## [Exercise]
Replace "hind leg" with "back leg" in the records from the line that contains "Task: place a pin on each instance of the dog's" through the line that contains "Target: dog's hind leg", leave everything else unchanged, and give back only those lines.

## [Extracted information]
========================

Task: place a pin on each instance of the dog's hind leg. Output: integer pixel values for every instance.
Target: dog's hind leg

========================

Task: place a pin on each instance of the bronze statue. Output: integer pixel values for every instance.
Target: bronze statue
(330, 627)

========================

## [Exercise result]
Task: place a pin on each instance of the dog's back leg. Output: integer pixel values for every instance.
Target: dog's back leg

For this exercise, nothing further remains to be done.